Extrait choisi:
Après l’échec de la médiation conduite par l’ancien président nigérian, Goodluck Jonathan, quatre chefs d’Etats à savoir Alassane Dramane Ouattara, Macky Sall, Mahamadou Issoufou et Nana Akufo-Addo sont attendus le 23 juillet prochain à Bamako pour tenter d’arracher un accord entre Ibrahim Boubacar Kéita (IBK) et ses contempteurs réunis au sein du M5-RFP. En effet, l’opposition qui demande la démission pure et simple du président IBK, tout en rejetant le plan de sortie de crise de l’institution sous-régionale, a appelé à une trêve de dix jours pour cause de Tabaskia. Un plan qui exclut la démission du chef de l’Etat jugée non constitutionnelle, et prévoyait, outre la reconstitution rapide et consensuelle de la Cour constitutionnelle et le règlement du contentieux électoral, la formation d’un gouvernement d’union nationale avec un quota de 50% de sièges pour le pouvoir, 30% pour l’opposition et 20% pour la société civile. Une proposition qui n’a pas connu l’assentiment des frondeurs qui continuent de camper sur leurs positions et appellent à la poursuite de la désobéissance civile, espérant pouvoir contraindre le président à rendre le tablier.

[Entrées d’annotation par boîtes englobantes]
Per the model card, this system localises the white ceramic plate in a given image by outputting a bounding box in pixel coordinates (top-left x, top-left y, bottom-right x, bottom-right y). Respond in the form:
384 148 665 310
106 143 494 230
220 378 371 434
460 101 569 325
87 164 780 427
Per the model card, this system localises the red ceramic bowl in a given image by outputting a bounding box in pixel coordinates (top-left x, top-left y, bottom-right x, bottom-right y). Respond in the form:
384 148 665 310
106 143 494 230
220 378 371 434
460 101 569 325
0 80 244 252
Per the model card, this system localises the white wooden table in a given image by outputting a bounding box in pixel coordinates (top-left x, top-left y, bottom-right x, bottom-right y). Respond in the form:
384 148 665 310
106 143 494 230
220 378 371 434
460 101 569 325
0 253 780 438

Consigne:
Les affirmations suivantes concordent-elles avec l’extrait choisi ? Répondez à chacune par oui ou par non, en citant les mots décisifs du texte.
1. La médiation conduite par Goodluck Jonathan a échoué.
2. Le plan de l’institution sous-régionale réservait 30 % des sièges du gouvernement d’union nationale à la société civile.
3. L’opposition a appelé à une trêve de dix jours.

Résultat:
1. Oui : « Après l’échec de la médiation conduite par l’ancien président nigérian, Goodluck Jonathan ».
2. Non : « 30% pour l’opposition et 20% pour la société civile ».
3. Oui : « a appelé à une trêve de dix jours pour cause de Tabaskia ».